**Instructions to follow:** In the records below, copy the stretch from the line containing "the clock, that" through the line containing "300L543 298L543 288L538", swapping "vertices" for "corner points" and keeping everything else unchanged.

**Supplied material:**
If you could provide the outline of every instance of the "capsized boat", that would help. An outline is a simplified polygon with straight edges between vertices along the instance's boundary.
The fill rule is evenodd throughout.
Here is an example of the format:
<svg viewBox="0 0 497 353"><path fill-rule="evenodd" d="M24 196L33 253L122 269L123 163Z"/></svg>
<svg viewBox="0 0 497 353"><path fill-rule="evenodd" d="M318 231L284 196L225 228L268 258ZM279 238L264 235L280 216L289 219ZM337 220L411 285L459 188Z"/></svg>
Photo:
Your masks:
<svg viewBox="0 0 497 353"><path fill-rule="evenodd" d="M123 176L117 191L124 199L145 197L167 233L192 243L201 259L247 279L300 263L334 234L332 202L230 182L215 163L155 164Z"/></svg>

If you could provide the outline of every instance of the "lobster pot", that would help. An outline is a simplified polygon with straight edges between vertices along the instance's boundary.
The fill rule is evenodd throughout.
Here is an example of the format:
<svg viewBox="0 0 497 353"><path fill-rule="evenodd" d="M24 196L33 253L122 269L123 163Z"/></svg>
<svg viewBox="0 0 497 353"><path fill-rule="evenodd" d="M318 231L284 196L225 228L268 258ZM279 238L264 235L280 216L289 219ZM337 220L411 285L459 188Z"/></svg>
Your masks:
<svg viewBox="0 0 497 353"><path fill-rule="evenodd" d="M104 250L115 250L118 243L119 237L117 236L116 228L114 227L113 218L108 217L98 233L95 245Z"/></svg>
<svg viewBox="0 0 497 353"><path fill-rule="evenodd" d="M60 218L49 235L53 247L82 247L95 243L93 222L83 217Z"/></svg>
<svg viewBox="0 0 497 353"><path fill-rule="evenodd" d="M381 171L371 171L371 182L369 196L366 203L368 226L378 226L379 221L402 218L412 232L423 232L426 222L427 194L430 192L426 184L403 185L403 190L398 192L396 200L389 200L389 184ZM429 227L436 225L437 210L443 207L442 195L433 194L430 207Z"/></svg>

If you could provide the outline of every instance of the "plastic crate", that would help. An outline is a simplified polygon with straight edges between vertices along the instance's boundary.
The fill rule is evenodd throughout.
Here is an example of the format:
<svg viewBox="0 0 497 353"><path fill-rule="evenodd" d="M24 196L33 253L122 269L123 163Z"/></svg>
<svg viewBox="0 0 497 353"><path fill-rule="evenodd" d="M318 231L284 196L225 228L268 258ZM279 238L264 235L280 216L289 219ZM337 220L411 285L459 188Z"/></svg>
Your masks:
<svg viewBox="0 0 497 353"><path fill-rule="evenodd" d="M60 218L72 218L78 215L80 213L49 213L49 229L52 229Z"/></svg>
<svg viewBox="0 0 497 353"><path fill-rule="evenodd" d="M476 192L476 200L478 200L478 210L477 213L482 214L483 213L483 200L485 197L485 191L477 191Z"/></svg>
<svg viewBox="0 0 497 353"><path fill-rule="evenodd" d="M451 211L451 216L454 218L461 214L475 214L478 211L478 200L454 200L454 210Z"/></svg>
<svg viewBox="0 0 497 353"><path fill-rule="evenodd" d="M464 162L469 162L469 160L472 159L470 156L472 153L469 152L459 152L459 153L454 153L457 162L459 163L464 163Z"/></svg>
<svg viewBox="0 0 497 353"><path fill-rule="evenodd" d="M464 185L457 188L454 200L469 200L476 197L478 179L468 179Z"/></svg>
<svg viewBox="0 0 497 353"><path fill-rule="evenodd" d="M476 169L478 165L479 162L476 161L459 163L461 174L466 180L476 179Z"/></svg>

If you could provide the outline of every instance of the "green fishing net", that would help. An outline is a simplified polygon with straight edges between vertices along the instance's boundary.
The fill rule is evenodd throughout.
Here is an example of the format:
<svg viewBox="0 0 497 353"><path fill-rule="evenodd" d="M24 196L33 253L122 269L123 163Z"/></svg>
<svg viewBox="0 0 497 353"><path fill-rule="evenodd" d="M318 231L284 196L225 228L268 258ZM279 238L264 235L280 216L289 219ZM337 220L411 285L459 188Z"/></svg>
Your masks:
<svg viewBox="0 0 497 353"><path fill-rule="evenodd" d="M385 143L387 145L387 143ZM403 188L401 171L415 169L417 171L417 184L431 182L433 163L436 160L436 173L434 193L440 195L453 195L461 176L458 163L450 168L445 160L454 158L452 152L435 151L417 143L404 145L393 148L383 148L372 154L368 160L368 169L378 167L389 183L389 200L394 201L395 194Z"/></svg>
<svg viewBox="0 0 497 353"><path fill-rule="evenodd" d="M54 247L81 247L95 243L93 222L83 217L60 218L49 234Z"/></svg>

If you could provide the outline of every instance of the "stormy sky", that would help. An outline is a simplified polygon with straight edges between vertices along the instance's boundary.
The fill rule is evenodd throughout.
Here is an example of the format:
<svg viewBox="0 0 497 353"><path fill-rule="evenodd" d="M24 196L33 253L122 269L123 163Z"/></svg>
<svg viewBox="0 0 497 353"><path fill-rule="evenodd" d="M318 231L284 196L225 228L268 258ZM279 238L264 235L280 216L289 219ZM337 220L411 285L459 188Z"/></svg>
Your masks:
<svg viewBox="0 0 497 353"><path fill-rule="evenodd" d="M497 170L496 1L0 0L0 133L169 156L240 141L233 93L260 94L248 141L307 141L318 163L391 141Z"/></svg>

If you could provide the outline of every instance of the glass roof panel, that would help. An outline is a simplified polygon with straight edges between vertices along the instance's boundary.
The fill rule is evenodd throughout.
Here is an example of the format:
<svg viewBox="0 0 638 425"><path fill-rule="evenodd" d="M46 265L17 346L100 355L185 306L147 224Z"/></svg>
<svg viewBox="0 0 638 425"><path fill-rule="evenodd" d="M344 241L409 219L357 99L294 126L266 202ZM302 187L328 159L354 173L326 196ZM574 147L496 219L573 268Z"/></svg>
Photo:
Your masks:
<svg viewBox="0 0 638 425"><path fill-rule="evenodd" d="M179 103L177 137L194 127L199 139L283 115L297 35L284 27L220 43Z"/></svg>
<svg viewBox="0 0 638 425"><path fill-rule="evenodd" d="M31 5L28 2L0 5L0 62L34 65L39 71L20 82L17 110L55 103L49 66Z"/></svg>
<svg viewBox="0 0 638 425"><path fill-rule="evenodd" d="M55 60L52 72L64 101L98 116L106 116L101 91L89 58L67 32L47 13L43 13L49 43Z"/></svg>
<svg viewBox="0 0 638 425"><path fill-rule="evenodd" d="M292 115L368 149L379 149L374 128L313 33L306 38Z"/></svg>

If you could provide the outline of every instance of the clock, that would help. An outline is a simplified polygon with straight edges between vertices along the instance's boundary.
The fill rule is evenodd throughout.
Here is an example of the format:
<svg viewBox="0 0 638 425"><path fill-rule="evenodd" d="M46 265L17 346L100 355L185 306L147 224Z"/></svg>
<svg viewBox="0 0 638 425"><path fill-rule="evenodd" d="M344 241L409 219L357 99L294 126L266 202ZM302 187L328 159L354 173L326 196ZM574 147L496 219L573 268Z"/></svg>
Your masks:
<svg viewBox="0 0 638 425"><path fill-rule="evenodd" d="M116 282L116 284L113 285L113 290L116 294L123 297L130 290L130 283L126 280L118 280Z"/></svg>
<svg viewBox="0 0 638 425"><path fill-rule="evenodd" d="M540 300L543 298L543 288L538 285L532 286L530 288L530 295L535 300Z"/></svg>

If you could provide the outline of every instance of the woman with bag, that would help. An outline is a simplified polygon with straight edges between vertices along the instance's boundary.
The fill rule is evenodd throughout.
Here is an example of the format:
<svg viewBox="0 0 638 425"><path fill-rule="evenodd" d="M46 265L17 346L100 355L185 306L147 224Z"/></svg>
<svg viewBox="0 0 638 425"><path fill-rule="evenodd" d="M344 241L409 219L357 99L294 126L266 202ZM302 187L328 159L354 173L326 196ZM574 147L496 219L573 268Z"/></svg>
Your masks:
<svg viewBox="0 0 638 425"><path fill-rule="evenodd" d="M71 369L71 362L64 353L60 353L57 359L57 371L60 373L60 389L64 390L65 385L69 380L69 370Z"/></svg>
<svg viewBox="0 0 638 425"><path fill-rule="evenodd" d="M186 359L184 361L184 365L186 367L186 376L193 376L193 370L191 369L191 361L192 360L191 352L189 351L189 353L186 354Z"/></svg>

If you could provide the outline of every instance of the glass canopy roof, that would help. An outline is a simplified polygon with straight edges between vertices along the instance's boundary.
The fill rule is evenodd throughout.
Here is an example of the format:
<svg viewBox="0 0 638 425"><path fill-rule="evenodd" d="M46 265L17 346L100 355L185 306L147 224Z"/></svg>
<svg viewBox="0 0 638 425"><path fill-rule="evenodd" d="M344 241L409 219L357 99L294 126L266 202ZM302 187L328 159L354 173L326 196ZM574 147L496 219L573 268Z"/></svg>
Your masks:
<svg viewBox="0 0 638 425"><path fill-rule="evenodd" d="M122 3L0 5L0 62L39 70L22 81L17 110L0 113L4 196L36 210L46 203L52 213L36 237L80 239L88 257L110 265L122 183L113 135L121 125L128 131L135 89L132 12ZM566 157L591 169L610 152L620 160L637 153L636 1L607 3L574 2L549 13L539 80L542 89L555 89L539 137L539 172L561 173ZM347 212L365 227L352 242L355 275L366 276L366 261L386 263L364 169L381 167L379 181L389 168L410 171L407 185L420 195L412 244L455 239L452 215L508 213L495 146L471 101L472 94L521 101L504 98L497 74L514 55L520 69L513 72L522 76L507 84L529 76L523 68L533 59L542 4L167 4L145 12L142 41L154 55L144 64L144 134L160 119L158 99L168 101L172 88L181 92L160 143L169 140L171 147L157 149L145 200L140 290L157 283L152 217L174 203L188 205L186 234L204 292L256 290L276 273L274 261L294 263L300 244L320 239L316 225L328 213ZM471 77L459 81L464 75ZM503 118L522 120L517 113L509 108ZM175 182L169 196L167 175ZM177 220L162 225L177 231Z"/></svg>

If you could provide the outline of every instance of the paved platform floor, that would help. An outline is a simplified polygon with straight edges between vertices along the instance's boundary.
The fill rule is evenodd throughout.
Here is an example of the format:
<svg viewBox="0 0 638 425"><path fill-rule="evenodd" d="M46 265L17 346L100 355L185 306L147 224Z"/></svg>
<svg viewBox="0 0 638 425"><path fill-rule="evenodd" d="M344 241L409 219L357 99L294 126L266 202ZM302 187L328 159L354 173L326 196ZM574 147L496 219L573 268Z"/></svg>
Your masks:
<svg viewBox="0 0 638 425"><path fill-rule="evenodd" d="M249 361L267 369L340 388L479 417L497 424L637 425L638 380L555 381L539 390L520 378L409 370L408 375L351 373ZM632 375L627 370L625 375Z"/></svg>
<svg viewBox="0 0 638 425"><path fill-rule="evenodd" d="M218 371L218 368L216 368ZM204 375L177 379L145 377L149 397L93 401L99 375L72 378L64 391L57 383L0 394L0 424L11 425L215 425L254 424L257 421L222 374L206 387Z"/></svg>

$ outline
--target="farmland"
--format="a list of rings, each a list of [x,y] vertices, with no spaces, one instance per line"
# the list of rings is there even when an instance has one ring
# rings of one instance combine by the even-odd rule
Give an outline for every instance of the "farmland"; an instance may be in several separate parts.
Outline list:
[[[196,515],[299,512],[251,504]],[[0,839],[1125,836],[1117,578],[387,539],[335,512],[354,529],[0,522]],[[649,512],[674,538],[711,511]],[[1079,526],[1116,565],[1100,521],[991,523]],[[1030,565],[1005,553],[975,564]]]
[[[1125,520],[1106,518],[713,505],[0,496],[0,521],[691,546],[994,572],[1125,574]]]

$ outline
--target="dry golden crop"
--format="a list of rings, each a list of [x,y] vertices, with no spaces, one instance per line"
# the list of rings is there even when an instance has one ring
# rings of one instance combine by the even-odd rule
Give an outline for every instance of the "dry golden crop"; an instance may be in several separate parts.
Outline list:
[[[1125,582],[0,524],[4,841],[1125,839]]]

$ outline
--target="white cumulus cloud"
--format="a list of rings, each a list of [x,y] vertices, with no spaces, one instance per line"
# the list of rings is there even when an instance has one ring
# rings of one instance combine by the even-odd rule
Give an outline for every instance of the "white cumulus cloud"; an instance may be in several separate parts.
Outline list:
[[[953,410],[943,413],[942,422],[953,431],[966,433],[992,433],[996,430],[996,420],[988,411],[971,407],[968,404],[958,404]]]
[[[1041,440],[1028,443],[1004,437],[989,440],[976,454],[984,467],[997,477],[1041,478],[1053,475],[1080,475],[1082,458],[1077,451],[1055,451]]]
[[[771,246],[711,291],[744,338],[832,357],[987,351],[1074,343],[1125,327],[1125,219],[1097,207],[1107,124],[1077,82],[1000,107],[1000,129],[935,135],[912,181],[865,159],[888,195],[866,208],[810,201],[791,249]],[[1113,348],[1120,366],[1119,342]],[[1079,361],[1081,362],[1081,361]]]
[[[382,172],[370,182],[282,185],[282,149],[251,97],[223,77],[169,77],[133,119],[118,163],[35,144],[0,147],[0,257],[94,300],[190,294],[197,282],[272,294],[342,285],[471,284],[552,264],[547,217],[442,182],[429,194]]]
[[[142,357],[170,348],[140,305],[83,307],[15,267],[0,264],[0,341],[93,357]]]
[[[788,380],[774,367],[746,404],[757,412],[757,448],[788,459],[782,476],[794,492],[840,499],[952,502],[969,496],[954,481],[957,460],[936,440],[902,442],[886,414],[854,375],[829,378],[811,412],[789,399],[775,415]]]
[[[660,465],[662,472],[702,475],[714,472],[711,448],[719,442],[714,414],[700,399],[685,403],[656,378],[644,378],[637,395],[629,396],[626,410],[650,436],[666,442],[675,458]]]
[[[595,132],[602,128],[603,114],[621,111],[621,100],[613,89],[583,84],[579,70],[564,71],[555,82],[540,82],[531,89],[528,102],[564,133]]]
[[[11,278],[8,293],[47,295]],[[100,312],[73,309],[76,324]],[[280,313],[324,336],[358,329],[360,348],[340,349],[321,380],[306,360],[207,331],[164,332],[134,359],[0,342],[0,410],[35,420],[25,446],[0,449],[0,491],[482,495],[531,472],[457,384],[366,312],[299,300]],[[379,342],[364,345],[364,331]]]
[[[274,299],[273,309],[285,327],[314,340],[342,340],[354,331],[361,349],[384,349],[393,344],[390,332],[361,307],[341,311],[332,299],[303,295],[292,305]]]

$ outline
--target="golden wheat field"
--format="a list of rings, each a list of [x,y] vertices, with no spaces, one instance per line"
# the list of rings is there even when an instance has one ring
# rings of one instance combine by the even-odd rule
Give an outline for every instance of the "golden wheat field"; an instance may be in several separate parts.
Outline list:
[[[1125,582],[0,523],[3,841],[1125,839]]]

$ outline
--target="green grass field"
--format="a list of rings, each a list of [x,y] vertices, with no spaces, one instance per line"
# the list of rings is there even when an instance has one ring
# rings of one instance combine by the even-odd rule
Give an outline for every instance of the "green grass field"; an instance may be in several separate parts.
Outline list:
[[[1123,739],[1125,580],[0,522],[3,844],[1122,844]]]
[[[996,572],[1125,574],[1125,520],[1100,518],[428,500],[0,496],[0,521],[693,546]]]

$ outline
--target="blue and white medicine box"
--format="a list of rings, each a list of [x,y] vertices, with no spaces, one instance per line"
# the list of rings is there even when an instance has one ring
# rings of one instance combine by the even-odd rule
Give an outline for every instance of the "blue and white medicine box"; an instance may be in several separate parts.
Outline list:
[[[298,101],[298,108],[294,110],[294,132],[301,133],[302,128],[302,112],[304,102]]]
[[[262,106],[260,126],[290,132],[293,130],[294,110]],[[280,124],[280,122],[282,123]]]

**Completed exercise:**
If you could provide the outline of every instance of the clock, that would help. An outline is a simplified polygon with straight edges between corner points along the instance's boundary.
The fill rule is evenodd throughout.
Here is an example of the format:
<svg viewBox="0 0 638 425"><path fill-rule="evenodd" d="M46 265L17 346L100 355L185 306L147 224Z"/></svg>
<svg viewBox="0 0 638 425"><path fill-rule="evenodd" d="M344 241L409 219L357 99L294 126L266 202ZM302 187L328 159L354 173L326 196ZM574 147L496 219L573 268Z"/></svg>
Your masks:
<svg viewBox="0 0 638 425"><path fill-rule="evenodd" d="M116 282L116 284L113 285L113 290L116 294L123 297L130 290L130 283L126 280L118 280Z"/></svg>
<svg viewBox="0 0 638 425"><path fill-rule="evenodd" d="M540 300L543 298L543 288L538 285L532 286L530 288L530 295L535 300Z"/></svg>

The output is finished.